### Stated goal
Transcribe the records that follow, preserving every word.

(Coordinate annotation records)
┌──
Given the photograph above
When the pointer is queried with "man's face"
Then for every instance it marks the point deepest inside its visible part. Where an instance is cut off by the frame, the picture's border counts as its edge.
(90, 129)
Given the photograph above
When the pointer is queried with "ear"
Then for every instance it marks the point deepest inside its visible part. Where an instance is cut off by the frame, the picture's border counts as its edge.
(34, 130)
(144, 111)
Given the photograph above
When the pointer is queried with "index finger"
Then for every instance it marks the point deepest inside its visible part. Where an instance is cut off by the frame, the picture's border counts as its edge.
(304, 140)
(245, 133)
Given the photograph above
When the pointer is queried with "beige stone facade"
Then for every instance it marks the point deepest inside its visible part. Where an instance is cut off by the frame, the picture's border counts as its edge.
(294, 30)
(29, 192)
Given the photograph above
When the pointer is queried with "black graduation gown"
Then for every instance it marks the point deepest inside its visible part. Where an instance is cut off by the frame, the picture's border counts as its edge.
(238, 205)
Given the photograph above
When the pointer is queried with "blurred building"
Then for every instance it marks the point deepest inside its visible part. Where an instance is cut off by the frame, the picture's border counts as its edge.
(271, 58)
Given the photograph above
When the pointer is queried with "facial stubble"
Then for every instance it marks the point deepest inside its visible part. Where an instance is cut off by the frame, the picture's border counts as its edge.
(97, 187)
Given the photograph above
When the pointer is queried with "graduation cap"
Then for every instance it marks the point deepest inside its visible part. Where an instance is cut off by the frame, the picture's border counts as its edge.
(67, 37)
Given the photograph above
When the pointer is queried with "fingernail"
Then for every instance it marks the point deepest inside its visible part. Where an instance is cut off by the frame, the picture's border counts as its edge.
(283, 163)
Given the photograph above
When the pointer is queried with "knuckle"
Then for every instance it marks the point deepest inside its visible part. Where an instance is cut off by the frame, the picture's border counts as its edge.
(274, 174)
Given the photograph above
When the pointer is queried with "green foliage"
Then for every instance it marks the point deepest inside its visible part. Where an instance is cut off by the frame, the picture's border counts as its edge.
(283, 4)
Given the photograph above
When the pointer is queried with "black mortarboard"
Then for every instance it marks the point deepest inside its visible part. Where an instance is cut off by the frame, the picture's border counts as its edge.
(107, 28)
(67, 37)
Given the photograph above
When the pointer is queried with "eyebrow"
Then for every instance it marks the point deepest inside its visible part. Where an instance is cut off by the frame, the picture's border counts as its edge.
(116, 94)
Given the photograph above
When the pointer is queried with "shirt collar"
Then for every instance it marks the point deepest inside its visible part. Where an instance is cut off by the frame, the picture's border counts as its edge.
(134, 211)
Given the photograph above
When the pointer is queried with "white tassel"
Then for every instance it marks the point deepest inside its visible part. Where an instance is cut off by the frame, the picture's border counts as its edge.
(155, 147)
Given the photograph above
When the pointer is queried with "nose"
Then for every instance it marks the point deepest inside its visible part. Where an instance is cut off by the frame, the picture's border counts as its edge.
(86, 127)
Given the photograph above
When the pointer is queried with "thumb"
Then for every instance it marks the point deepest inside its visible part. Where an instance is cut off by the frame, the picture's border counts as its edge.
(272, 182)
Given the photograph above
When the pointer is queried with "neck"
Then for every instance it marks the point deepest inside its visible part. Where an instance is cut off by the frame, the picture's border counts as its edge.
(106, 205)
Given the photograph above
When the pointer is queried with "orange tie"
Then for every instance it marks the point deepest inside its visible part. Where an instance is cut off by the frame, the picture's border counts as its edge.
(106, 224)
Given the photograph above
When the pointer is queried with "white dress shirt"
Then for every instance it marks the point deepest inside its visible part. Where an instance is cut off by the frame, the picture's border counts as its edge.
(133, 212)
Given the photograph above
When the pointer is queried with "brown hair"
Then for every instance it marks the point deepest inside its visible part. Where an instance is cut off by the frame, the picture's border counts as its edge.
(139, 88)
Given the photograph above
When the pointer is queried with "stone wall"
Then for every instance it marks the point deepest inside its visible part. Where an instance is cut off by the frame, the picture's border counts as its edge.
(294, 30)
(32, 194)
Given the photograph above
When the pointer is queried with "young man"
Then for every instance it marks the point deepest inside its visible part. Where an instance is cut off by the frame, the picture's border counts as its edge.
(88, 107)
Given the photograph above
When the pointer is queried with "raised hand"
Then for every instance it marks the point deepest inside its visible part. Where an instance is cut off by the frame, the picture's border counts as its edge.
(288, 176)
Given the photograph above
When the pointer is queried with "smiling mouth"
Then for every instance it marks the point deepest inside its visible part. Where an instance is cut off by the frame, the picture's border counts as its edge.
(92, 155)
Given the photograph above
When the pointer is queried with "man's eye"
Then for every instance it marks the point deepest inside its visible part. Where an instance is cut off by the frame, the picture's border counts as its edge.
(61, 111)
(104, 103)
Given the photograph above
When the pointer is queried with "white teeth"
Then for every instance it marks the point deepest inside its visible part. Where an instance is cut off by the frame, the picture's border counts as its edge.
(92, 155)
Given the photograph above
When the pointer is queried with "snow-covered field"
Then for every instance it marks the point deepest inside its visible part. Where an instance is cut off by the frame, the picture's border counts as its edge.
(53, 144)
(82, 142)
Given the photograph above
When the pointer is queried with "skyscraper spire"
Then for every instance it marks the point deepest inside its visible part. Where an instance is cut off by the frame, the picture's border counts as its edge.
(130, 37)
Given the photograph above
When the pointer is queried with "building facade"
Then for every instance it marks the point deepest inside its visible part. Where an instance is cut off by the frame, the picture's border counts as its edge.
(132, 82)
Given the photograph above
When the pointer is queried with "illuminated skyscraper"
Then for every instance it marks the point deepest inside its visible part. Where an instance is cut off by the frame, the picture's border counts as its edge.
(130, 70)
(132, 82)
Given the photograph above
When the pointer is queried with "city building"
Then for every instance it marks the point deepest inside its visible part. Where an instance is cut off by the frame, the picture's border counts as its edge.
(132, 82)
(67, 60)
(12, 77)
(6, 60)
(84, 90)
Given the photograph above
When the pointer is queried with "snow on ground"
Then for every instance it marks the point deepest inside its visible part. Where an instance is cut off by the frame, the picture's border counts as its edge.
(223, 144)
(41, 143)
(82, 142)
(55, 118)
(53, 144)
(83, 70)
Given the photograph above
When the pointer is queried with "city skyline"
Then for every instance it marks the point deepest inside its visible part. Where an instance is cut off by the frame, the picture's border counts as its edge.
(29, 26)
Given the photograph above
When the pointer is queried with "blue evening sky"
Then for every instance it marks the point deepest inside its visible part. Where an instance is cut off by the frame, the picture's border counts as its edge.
└──
### Reply
Given the photograph above
When the pointer is queried with "man's face"
Then for every instance it marks the point deepest inside its visible part. Where an instance is cut off by the frame, the picture's border counts as its edge.
(90, 129)
Given the photograph above
When the pointer is queried with "ear"
Then for every instance it marks the point deepest inside its visible part. Where an instance is cut off by the frame, the picture's border counts as its edge.
(34, 130)
(144, 111)
Given the photograph above
When the pointer is queried with "index finger"
Then for every instance it marks the point deepest inside its visible part. Where an instance is cut off by the frame, the picture's border counts as its edge.
(304, 140)
(245, 133)
Given the photograph above
When the pointer is queried with "beige stone facade"
Then for every instance it marks the point deepest inside its visible part. Where an instance is cut off by the frame, the picture's border counts as its edge.
(294, 30)
(29, 192)
Given the photograph above
When the pointer is queried with "black graduation gown"
Then for every instance it marks the point deepest inside its visible part. Where an instance is cut off by the frame, the picture's border counts as its edge.
(238, 205)
Given the photograph above
When the pointer is queried with "blurred building"
Then for every instance it marks the point deepest inside its visible part. Where an instance is cut off by the frame, the picture's border counts as its edge.
(271, 58)
Given the photograph above
When the pointer is queried with "facial stubble"
Then for every instance it marks the point deepest inside its visible part. Where an instance is cut off by the frame, the picture's border counts as its edge.
(97, 187)
Given the photograph above
When the pointer is queried with "graduation cap"
Then for every instance it marks the point deepest inside its visible part. Where an instance is cut off by the frame, the picture's border counts as its edge.
(67, 37)
Given the photograph above
When the pointer is queried with "fingernail"
Then for every instance it marks the point deepest inside its visible part. Where an instance is cut off by the frame, the picture's border counts as its edge.
(283, 163)
Given the photograph above
When the pointer is queried with "knuckle"
Then for every instance it marks the point deepest inside its visible part. Where an instance is cut off by the frame, the picture's border counts as its edge.
(274, 174)
Given the photograph above
When the pointer is queried with "green foliage"
Then for every instance it marks the point deepest inside its visible part. Where an instance is cut off by the frame, the picture's border counts as its edge.
(283, 4)
Given the photograph above
When the pointer is queried with "black mortarboard"
Then for every instance it marks the point deepest inside its visible part. Where an instance is cut off by the frame, the picture's border counts as its edge.
(107, 28)
(67, 37)
Given the photograph above
When the pointer is queried with "eyebrow"
Then for every instance it marks the point deepest inside its visible part. Where an instance is cut off by the frame, the picture's border counts as its edge.
(116, 94)
Given the photograph above
When the pointer is queried with "shirt collar"
Then for every instance it marks the point deepest inside its visible part. Where an instance is cut off by the frame, the picture's border counts as its edge.
(134, 211)
Given the photograph above
When the pointer is queried with "white tassel"
Then for every instance it marks the point deepest inside its visible part. Where an instance is cut off by the frame, the picture's border counts as its edge.
(155, 147)
Given the photograph above
When the pointer is queried with "nose"
Then for every instance it marks the point deepest inside its visible part. Where an instance is cut off by the frame, the picture's border counts as its edge.
(86, 127)
Given the photograph above
When the pointer is queried with "thumb"
Then for every instance it marks the point deepest inside its visible part. Where an instance is cut off by the frame, the picture's border counts as its edge.
(272, 182)
Given the photograph above
When the pointer is queried with "neck"
Then for every instance it marks the point deepest inside its visible part. Where an instance is cut off by the frame, the picture's border counts as its edge.
(106, 205)
Given the photograph above
When the pointer is queried with "orange tie"
Then for every instance it marks the point deepest inside its visible part. Where an instance is cut off by the frame, the picture's border counts as its edge.
(106, 224)
Given the photograph above
When the pointer is queried with "white dress shirt"
Then for every instance it marks the point deepest inside its visible part. Where an instance is cut off by the frame, the picture's border counts as its edge.
(133, 212)
Given the photograph above
When the pointer is queried with "brown hair"
Then for every instance it marks the point deepest inside its visible part. Where an instance is cut off by the frame, the picture's border counts as its edge.
(139, 88)
Given the photograph above
When the pointer is queried with "stone wall"
Then for every instance it marks the point deepest inside its visible part. Where an instance is cut off by the frame, the picture's border counts as its edge.
(294, 30)
(32, 194)
Given the photograph above
When the pointer is queried with "young man"
Then for every instance it marks the point deepest inside its visible part. Where an instance is cut off by the frame, the picture's border counts as its edge.
(88, 107)
Given the photograph above
When the pointer is queried with "raised hand"
Then for every instance it marks the point deepest inside its visible part. Where an instance is cut off by the frame, the picture's border counts as its edge.
(288, 176)
Given the photograph above
When the pointer is queried with "smiling mouth"
Then for every instance it marks the point deepest inside its visible part. Where an instance is cut off by the frame, the picture's border counts as its edge.
(92, 155)
Given the photograph above
When the pointer is queried with "man's eye"
Then for every instance it marks the point deepest inside its visible part. Where an instance is cut off by the frame, the picture's border counts as its edge.
(61, 111)
(104, 103)
Given the photograph above
When the pointer is queried with "white teeth"
Then for every instance it marks the point deepest inside its visible part. Where an instance is cut off by the frame, the picture's border counts as its edge.
(92, 155)
Given the photograph above
When the pointer is queried with "snow-covered field"
Then for every instance it marks the point deepest inside its visible part. Where an instance is cut off by the frame, the picture's border counts as its edge.
(53, 144)
(82, 142)
Given the photograph above
When the pointer is queried with "skyscraper spire"
Then for every instance it marks the point deepest inside its visible part. Where an instance is cut off by the frame, the picture's border counts as its edge.
(130, 37)
Given the photograph above
When the pointer is queried with "building facade"
Then for every instance it marks the point deepest inside its visible part. Where an instance is cut off by the frame, the picture's border counts as its edge.
(132, 82)
Given the photograph above
When the pointer is queried with "illuminated skyscraper"
Then for every instance it marks the point deepest inside its visible part. Where an instance is cut off by the frame, the picture's border counts as its edge.
(130, 70)
(132, 82)
Given the photograph above
When the pointer is queried with "city building"
Then for every instance it marks the point deepest inside its visible part. Where an instance is cut off by the frame, the picture's border counts as its edge.
(132, 82)
(67, 60)
(12, 77)
(6, 60)
(84, 90)
Given the photograph above
When the pointer is queried with "snow on ground"
Then for every instance it marks the point deepest inside its visible part. Where an instance is cut off by the frame, the picture's border counts as its edge.
(223, 144)
(41, 143)
(82, 142)
(55, 118)
(53, 144)
(83, 70)
Given the photograph above
When the pointer is queried with "city skyline"
Then for every instance it marks the point deepest inside its visible part. Where an instance is cut off by the frame, the picture's border counts as its edge.
(29, 26)
Given the photograph above
When the pointer is queried with "blue evening sky"
Then for every instance it marks the point deepest inside its visible part. Where an instance is cut off by the frame, the picture's border counts as its edge.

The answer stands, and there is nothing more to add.